Behind the breakthrough

Pitt Med students advance stroke recovery research.

 

All Erick Carranza can figure is that his interest in disability research stems from a childhood experience. 

It wasn’t a traumatic one. 

“No one in my family has a disability, but my whole interest in technology is helping people with disabilities,” he says. “I remember seeing a cartoon when I was younger about a kid who had a prosthesis, and I was amazed by it. That was it, probably.” 

Growing up in Peru, Carranza said he was mesmerized by the science unfolding in developed countries, like the advancements in prostheses, which he used to consider the stuff of science fiction.

Coming to Pitt Med in 2019 with a background in robotic devices and automation, Carranza is now a PhD student working in the Rehab Neural Engineering Labs (RNEL), where he is advised by Elvira Pirondini, a PhD assistant professor of physical medicine and rehabilitation and of bioengineering. He’s played an integral role in a stroke paralysis research study run by a team of Pitt and Carnegie Mellon University scientists that restored significant arm function to patients through spinal implants. (See “A moving story,” page 24.) 

“It’s the person doing what they want to do as they want to do it, as opposed to something external doing it for them,” says Erynn Sorensen, about her inspiration to be on the team. Sorensen is also a PhD student in the lab where she is advised by Marco Capogrosso, a PhD assistant professor of neurological surgery. She is a co-lead author on a paper published with Carranza and the Pitt/CMU team in Nature Medicine about the study. 

No approved treatment exists for regaining hand movement in the chronic stage of stroke. The Pitt/CMU team’s approach was to thread electrodes through the vertebrae of study participants, delivering electric charges to specific locations along the spinal cord and allowing the patients to make desired movements.

Saved entries:

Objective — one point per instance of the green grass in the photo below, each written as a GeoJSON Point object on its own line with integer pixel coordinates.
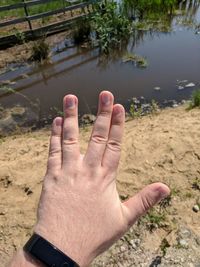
{"type": "Point", "coordinates": [56, 4]}
{"type": "Point", "coordinates": [195, 99]}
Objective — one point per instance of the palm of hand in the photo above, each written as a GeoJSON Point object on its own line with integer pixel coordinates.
{"type": "Point", "coordinates": [80, 211]}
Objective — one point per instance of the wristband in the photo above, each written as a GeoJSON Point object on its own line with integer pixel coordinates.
{"type": "Point", "coordinates": [42, 250]}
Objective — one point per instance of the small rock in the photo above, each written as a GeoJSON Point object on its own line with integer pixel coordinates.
{"type": "Point", "coordinates": [157, 88]}
{"type": "Point", "coordinates": [190, 85]}
{"type": "Point", "coordinates": [195, 208]}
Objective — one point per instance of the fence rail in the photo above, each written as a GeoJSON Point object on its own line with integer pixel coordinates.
{"type": "Point", "coordinates": [67, 5]}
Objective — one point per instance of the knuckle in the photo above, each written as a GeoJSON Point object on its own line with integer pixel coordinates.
{"type": "Point", "coordinates": [54, 152]}
{"type": "Point", "coordinates": [99, 139]}
{"type": "Point", "coordinates": [114, 145]}
{"type": "Point", "coordinates": [146, 202]}
{"type": "Point", "coordinates": [70, 141]}
{"type": "Point", "coordinates": [104, 114]}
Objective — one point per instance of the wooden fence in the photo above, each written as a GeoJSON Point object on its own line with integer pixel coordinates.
{"type": "Point", "coordinates": [85, 9]}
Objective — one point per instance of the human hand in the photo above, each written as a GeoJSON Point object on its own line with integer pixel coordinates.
{"type": "Point", "coordinates": [80, 211]}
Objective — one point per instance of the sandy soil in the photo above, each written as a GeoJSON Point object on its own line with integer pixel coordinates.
{"type": "Point", "coordinates": [163, 147]}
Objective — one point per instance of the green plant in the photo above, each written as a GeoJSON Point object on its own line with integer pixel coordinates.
{"type": "Point", "coordinates": [165, 202]}
{"type": "Point", "coordinates": [195, 99]}
{"type": "Point", "coordinates": [154, 106]}
{"type": "Point", "coordinates": [20, 37]}
{"type": "Point", "coordinates": [82, 31]}
{"type": "Point", "coordinates": [163, 246]}
{"type": "Point", "coordinates": [153, 219]}
{"type": "Point", "coordinates": [134, 111]}
{"type": "Point", "coordinates": [131, 57]}
{"type": "Point", "coordinates": [196, 184]}
{"type": "Point", "coordinates": [111, 26]}
{"type": "Point", "coordinates": [40, 50]}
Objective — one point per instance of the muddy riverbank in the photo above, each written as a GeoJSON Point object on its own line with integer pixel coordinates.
{"type": "Point", "coordinates": [163, 147]}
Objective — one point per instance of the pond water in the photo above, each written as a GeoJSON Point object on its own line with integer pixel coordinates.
{"type": "Point", "coordinates": [173, 69]}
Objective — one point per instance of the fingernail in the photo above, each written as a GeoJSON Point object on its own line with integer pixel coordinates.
{"type": "Point", "coordinates": [106, 99]}
{"type": "Point", "coordinates": [58, 121]}
{"type": "Point", "coordinates": [70, 102]}
{"type": "Point", "coordinates": [118, 110]}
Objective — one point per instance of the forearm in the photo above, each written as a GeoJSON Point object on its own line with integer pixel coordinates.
{"type": "Point", "coordinates": [22, 259]}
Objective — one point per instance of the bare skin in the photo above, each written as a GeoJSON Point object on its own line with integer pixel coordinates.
{"type": "Point", "coordinates": [80, 211]}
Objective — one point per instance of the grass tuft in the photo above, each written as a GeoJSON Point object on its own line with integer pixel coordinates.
{"type": "Point", "coordinates": [195, 100]}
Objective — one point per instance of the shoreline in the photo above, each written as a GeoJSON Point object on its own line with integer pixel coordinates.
{"type": "Point", "coordinates": [163, 147]}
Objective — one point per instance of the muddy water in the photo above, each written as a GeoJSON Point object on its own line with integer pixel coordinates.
{"type": "Point", "coordinates": [174, 63]}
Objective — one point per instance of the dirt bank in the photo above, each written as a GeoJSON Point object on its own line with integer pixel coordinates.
{"type": "Point", "coordinates": [163, 147]}
{"type": "Point", "coordinates": [21, 53]}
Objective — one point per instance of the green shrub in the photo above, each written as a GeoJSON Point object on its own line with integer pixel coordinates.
{"type": "Point", "coordinates": [40, 50]}
{"type": "Point", "coordinates": [195, 100]}
{"type": "Point", "coordinates": [82, 31]}
{"type": "Point", "coordinates": [111, 26]}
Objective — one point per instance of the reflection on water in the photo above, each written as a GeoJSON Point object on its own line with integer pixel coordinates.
{"type": "Point", "coordinates": [172, 56]}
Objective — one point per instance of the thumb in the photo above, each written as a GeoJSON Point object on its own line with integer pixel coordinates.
{"type": "Point", "coordinates": [144, 200]}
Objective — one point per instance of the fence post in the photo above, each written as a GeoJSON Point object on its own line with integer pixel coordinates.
{"type": "Point", "coordinates": [64, 5]}
{"type": "Point", "coordinates": [27, 15]}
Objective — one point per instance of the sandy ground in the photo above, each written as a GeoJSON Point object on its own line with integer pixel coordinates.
{"type": "Point", "coordinates": [163, 147]}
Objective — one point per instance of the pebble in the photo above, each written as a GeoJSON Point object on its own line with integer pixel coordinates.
{"type": "Point", "coordinates": [195, 208]}
{"type": "Point", "coordinates": [157, 88]}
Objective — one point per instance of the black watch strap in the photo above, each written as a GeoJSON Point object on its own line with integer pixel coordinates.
{"type": "Point", "coordinates": [42, 250]}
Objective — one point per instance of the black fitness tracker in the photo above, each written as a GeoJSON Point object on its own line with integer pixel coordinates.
{"type": "Point", "coordinates": [43, 251]}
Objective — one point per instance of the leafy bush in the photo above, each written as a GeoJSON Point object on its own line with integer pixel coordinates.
{"type": "Point", "coordinates": [195, 101]}
{"type": "Point", "coordinates": [111, 26]}
{"type": "Point", "coordinates": [82, 31]}
{"type": "Point", "coordinates": [40, 50]}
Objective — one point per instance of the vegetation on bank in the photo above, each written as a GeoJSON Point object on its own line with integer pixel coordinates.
{"type": "Point", "coordinates": [195, 100]}
{"type": "Point", "coordinates": [32, 10]}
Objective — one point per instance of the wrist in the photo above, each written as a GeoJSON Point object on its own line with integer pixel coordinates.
{"type": "Point", "coordinates": [22, 259]}
{"type": "Point", "coordinates": [74, 249]}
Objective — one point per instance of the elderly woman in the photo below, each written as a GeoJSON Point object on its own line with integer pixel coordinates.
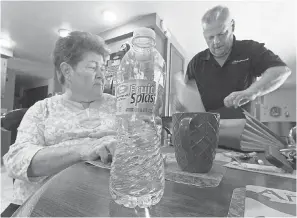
{"type": "Point", "coordinates": [62, 130]}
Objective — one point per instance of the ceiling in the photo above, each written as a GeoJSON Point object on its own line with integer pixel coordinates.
{"type": "Point", "coordinates": [33, 25]}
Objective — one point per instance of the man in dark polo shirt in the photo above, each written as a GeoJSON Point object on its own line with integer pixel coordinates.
{"type": "Point", "coordinates": [226, 72]}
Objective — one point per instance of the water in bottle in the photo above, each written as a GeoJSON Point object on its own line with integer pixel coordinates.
{"type": "Point", "coordinates": [137, 171]}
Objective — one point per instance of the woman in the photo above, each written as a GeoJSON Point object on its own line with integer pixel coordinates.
{"type": "Point", "coordinates": [62, 130]}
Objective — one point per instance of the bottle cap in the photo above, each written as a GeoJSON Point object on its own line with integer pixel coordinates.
{"type": "Point", "coordinates": [144, 32]}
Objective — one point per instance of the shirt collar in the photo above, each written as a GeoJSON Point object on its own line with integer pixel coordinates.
{"type": "Point", "coordinates": [207, 53]}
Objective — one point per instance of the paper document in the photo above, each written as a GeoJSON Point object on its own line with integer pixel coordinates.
{"type": "Point", "coordinates": [188, 95]}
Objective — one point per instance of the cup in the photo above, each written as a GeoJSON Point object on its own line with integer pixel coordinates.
{"type": "Point", "coordinates": [195, 139]}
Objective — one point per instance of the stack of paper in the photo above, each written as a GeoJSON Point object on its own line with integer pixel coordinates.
{"type": "Point", "coordinates": [269, 202]}
{"type": "Point", "coordinates": [247, 134]}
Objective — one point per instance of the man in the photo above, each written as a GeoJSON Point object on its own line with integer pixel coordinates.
{"type": "Point", "coordinates": [226, 72]}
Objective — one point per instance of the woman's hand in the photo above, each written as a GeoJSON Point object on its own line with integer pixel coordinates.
{"type": "Point", "coordinates": [102, 147]}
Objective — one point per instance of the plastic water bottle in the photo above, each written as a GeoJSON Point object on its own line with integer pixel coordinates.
{"type": "Point", "coordinates": [137, 170]}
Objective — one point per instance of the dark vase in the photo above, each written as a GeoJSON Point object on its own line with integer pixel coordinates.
{"type": "Point", "coordinates": [195, 139]}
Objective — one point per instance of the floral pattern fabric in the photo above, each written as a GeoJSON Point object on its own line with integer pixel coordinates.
{"type": "Point", "coordinates": [54, 121]}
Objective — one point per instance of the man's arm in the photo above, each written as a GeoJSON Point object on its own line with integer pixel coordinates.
{"type": "Point", "coordinates": [265, 64]}
{"type": "Point", "coordinates": [271, 80]}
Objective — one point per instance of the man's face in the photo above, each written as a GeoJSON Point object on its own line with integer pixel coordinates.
{"type": "Point", "coordinates": [219, 37]}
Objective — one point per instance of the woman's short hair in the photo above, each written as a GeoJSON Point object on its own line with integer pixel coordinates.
{"type": "Point", "coordinates": [71, 49]}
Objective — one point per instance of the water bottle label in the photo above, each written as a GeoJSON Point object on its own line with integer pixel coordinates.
{"type": "Point", "coordinates": [136, 96]}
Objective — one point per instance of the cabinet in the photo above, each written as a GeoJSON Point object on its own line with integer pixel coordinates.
{"type": "Point", "coordinates": [168, 46]}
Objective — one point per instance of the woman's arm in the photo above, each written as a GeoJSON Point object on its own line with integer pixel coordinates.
{"type": "Point", "coordinates": [51, 160]}
{"type": "Point", "coordinates": [31, 160]}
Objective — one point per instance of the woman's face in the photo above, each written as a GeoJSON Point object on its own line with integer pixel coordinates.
{"type": "Point", "coordinates": [88, 77]}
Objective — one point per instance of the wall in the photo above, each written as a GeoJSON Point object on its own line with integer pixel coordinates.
{"type": "Point", "coordinates": [7, 101]}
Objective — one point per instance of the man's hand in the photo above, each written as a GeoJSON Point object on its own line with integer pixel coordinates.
{"type": "Point", "coordinates": [103, 147]}
{"type": "Point", "coordinates": [237, 99]}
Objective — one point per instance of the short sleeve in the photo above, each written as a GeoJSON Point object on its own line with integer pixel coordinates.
{"type": "Point", "coordinates": [30, 139]}
{"type": "Point", "coordinates": [263, 58]}
{"type": "Point", "coordinates": [191, 69]}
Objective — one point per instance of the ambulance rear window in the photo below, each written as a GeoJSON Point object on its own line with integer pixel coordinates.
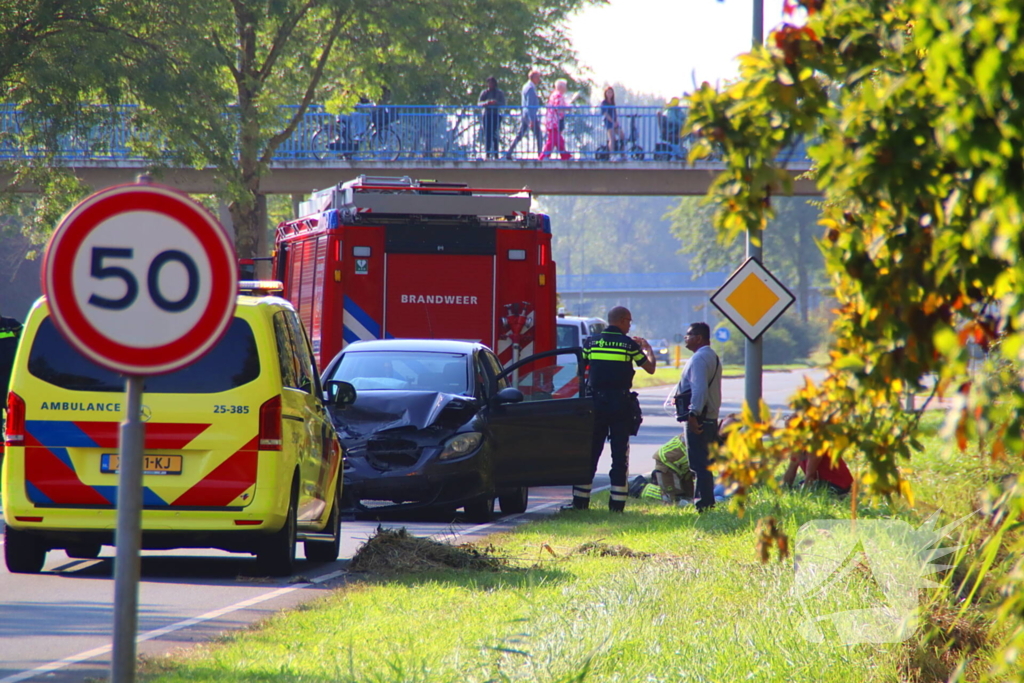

» **TASK ITEM A**:
Decide whether each statement below agrees with the article on stroke recovery research. Answer yes or no for each, quoting the words of the article that settle it.
(i) Carranza grew up in Peru.
(ii) Sorensen is advised by Elvira Pirondini.
(iii) An approved treatment exists for regaining hand movement in the chronic stage of stroke.
» **TASK ITEM B**: According to the article on stroke recovery research, in which journal did Sorensen, Carranza and the Pitt/CMU team publish their paper about the study?
» **TASK ITEM C**: Pick up the article on stroke recovery research after its last sentence and continue it.

» **YOUR RESPONSE A**:
(i) Yes: "Growing up in Peru, Carranza said he was mesmerized by the science unfolding in developed countries"
(ii) No: "she is advised by Marco Capogrosso, a PhD assistant professor of neurological surgery"
(iii) No: "No approved treatment exists for regaining hand movement in the chronic stage of stroke."

» **YOUR RESPONSE B**: Nature Medicine.

» **YOUR RESPONSE C**:
Sorensen joined the lab to merge her neuroscience background with a more clinical approach, and she and Carranza are among several graduate students and trainees who’ve taken leading roles on the ongoing study—including Souvik Roy (MD ’23), who was completing a research fellowship, as well as students from the Swanson School of Engineering and CMU. Along with evaluating whether the device helps patients with their movements, Sorensen helps to run experiments and coordinate them. Carranza’s main role has been developing and assessing tasks during which patients use a Kinarm, an exoskeleton that supports the patient’s arm and measures movement (while the nerves are stimulated through the implanted electrodes).

Each patient’s disability is distinct, so developing appropriate tasks for them to attempt can take days of fine-tuning. “We customize the task to each patient’s limitations and try to challenge the patient to do things they can’t normally do,” Carranza says.  

The project has reinforced his desire to work at a company that uses technology to help patients affected by stroke or other neurological diseases. “I have never seen a technology before that makes such a big difference in such a short period of time,” he says. “If I can do this for the rest of my life, that would be so cool.”

Patrick Monahan contributed to this story.